Source data:
## Begin

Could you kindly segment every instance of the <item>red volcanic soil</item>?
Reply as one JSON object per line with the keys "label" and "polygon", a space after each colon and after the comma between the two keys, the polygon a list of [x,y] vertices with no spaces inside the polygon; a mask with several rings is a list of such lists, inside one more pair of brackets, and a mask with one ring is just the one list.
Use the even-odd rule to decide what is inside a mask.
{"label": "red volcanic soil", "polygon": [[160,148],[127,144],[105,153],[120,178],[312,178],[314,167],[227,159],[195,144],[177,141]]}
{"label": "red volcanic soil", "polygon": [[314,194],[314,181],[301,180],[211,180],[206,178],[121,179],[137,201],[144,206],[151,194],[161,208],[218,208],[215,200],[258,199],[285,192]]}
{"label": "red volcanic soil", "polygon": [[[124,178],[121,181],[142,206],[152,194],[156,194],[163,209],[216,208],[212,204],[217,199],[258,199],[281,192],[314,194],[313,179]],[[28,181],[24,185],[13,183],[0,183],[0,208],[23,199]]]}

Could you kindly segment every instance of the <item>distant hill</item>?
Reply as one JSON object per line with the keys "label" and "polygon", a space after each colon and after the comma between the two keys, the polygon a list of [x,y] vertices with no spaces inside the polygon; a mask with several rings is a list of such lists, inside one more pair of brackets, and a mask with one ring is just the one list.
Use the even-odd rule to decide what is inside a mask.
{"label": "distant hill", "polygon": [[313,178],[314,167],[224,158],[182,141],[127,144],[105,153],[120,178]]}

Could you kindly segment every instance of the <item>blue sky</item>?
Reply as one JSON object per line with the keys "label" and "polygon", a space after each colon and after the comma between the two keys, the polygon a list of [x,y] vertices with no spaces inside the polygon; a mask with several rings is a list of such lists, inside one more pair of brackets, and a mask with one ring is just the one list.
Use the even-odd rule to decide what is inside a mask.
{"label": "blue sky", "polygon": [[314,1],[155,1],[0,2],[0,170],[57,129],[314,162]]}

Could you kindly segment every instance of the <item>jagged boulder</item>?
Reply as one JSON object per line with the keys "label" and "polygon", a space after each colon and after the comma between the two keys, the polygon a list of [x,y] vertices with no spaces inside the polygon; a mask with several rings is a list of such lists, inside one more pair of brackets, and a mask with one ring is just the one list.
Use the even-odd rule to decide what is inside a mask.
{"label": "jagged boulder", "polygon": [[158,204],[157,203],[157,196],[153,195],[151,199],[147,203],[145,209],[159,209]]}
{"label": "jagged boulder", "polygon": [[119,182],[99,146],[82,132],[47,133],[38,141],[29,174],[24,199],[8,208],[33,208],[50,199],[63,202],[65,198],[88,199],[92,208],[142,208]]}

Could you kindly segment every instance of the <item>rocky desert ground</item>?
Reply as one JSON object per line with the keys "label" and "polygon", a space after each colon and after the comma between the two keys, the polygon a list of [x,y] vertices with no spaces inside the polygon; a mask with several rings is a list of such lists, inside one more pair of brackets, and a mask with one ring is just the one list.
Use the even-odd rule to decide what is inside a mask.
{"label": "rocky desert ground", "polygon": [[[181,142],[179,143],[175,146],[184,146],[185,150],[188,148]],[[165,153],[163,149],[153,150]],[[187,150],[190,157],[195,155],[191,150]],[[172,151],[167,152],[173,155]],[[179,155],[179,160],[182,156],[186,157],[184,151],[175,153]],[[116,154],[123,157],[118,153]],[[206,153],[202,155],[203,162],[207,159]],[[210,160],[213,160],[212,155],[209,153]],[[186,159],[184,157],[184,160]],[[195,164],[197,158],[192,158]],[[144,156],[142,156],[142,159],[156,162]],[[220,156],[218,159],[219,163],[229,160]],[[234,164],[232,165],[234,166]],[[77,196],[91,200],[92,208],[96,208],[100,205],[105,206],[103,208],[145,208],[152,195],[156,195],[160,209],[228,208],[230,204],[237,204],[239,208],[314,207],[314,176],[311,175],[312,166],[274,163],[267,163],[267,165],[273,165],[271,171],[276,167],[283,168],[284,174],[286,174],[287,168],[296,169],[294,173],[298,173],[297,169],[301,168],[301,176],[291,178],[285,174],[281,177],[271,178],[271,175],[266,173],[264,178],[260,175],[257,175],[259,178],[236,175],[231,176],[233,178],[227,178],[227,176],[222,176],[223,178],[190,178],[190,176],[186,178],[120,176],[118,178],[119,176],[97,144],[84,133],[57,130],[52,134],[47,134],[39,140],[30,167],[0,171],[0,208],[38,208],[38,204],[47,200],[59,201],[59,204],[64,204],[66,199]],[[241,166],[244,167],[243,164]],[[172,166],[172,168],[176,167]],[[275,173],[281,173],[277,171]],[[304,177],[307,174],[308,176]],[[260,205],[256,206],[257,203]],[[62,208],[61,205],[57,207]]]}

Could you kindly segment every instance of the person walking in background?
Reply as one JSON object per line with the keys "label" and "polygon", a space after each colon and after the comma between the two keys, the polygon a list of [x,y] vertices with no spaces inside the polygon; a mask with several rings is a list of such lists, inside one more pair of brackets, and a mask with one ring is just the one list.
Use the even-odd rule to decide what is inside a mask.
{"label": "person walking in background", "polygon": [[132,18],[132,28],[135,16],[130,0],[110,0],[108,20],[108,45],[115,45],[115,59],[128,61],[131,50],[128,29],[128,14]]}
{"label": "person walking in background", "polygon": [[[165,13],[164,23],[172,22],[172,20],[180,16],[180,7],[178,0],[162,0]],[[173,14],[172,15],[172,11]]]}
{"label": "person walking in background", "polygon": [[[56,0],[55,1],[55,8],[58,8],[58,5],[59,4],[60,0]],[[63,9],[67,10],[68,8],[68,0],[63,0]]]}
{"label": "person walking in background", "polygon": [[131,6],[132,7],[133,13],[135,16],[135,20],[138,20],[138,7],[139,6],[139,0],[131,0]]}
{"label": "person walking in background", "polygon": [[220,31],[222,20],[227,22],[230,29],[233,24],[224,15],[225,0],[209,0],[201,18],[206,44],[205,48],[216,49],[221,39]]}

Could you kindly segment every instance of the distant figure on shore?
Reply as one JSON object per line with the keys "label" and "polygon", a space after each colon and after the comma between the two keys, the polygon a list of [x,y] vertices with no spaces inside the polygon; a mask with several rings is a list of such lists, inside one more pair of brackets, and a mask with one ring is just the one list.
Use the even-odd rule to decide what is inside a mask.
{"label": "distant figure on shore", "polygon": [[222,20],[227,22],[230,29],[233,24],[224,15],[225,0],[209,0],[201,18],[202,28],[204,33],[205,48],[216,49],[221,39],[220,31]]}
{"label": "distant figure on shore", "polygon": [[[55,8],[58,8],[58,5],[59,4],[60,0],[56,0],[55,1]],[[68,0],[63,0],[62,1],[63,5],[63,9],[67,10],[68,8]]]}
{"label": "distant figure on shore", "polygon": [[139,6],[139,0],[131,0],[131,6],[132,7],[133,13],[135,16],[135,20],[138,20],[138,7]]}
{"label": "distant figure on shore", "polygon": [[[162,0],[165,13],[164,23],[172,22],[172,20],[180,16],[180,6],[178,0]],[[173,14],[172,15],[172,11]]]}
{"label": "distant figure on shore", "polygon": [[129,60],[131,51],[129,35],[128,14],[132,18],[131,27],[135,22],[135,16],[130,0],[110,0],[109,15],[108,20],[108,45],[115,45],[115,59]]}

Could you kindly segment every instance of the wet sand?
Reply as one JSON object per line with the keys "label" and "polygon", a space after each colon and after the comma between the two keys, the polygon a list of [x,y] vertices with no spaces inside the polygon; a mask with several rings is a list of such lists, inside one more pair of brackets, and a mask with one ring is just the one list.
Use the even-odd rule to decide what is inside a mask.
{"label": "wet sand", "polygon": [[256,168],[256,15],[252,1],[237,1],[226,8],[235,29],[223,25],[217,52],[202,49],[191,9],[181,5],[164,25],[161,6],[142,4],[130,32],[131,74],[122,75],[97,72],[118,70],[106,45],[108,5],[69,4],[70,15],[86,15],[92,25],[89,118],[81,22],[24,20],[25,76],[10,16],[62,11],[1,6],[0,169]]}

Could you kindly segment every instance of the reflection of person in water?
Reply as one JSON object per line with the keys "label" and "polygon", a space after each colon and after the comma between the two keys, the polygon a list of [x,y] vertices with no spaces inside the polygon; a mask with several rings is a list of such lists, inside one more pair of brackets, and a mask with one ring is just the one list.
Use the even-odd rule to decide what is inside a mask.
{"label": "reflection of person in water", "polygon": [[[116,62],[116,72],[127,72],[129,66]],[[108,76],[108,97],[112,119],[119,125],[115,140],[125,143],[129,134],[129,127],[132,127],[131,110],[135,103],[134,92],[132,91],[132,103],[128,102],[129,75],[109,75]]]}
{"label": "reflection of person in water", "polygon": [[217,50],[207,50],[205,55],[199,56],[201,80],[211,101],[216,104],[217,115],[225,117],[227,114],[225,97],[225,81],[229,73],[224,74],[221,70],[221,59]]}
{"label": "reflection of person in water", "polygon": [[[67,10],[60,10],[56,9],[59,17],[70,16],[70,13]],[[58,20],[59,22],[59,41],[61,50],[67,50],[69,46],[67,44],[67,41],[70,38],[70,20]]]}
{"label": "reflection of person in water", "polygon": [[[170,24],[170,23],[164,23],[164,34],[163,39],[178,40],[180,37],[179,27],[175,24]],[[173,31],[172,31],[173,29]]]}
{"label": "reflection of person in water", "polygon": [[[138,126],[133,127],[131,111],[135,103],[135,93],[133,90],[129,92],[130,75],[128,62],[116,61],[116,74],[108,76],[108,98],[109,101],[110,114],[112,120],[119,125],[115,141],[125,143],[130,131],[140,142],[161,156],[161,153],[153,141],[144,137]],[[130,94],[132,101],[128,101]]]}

## End

What you need to do: Count how many lines of the items above contain the word "boulder". Reply with the number alone.

Complete answer: 3